### [Work required]
Identify each line in the records below that contains the word "water", and copy those lines.

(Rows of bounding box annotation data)
** BEGIN **

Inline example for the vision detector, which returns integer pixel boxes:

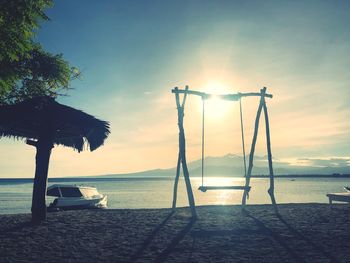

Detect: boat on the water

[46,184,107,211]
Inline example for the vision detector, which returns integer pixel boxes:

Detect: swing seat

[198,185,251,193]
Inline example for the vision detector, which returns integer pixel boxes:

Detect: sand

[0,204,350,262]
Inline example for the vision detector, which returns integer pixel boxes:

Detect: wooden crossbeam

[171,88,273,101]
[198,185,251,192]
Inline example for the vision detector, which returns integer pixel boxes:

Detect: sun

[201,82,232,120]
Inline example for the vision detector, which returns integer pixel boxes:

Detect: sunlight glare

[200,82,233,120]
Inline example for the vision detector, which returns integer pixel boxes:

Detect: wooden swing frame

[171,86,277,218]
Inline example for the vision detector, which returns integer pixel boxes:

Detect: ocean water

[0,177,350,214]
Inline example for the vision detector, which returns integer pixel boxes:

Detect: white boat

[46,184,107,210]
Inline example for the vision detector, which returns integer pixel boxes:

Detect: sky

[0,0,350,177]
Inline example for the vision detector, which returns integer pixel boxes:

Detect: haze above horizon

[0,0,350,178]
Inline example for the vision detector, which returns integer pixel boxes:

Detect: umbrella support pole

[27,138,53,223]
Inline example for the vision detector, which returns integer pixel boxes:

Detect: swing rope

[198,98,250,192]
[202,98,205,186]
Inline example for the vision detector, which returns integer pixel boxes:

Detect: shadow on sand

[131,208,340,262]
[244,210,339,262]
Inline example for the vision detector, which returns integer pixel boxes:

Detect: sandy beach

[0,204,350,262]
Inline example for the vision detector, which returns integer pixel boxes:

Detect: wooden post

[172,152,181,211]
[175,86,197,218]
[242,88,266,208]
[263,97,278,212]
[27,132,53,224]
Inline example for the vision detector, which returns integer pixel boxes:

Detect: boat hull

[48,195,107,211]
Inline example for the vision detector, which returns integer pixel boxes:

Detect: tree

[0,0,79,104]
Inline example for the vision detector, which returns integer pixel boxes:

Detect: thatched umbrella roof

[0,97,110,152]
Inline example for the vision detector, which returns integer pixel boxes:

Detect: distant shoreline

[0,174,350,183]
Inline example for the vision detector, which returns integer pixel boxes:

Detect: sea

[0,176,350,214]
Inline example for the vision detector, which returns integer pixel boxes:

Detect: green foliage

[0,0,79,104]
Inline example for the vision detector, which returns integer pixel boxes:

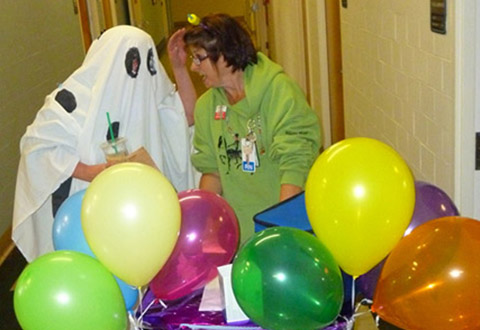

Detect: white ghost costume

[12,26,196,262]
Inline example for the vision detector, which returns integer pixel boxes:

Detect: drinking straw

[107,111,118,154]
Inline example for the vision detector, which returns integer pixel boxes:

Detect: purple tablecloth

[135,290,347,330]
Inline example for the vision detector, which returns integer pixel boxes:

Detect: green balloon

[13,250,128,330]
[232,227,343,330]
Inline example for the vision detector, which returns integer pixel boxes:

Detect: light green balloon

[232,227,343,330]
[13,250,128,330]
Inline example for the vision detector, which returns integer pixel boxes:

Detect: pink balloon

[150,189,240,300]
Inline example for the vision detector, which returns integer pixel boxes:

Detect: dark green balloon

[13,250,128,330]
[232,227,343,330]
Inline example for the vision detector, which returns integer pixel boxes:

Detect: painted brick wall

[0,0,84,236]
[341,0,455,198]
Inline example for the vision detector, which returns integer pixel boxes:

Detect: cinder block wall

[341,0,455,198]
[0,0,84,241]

** END **
** BEGIN **

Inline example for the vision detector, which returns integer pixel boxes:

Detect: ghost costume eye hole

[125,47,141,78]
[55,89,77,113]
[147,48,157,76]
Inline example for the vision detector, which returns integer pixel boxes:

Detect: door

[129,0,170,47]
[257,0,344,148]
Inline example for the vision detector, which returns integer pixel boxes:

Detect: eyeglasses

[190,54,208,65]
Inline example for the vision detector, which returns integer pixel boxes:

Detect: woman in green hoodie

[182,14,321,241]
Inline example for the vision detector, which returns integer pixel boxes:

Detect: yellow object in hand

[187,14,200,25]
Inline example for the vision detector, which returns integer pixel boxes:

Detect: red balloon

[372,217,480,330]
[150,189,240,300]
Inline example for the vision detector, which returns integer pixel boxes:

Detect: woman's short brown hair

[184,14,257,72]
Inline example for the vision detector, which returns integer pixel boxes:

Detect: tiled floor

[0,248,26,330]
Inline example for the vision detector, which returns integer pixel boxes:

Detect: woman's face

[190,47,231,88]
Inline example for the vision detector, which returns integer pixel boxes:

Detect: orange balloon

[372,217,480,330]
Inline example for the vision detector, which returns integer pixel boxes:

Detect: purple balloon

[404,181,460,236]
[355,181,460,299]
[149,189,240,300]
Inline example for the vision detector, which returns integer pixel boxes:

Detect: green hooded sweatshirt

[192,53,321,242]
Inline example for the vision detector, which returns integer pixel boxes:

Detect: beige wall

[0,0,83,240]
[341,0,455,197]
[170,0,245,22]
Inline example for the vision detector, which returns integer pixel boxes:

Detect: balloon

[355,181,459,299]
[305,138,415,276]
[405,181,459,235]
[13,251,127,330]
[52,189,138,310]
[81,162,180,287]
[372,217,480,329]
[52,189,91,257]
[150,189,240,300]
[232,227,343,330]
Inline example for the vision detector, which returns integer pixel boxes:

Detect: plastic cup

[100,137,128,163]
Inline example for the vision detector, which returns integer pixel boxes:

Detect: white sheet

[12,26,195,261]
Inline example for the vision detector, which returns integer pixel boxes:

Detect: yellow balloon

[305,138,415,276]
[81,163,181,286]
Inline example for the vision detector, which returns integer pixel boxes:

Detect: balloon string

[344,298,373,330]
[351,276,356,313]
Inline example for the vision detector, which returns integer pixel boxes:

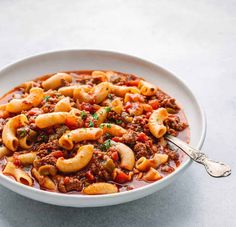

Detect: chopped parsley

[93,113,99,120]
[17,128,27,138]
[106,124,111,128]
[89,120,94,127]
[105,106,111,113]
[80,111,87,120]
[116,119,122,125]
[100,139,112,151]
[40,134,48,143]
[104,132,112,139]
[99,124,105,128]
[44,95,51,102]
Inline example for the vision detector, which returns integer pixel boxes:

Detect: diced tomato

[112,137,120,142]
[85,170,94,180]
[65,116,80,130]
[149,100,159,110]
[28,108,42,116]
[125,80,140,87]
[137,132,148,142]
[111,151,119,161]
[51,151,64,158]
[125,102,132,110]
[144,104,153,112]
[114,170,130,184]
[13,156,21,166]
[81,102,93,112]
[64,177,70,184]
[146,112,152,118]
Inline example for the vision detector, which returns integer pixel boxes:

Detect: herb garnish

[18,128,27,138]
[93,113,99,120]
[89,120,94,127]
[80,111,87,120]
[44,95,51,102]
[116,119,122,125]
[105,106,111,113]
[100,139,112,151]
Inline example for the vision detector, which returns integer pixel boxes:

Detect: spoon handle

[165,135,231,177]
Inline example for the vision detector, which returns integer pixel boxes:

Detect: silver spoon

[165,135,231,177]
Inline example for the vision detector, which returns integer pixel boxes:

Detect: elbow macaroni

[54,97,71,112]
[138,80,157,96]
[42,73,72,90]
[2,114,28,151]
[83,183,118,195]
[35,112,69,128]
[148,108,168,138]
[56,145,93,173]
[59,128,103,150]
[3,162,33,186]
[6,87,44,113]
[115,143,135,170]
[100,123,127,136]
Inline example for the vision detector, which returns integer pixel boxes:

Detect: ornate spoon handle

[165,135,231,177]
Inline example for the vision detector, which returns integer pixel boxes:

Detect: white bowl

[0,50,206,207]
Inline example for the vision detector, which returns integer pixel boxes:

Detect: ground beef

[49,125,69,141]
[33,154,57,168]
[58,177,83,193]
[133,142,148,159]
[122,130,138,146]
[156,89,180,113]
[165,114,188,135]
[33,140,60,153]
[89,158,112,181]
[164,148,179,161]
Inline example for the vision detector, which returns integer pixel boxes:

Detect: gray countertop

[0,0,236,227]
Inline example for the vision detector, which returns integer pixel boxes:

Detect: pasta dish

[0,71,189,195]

** END **

### [Solution for this problem]
Detect: boat on the water
Detect: ocean water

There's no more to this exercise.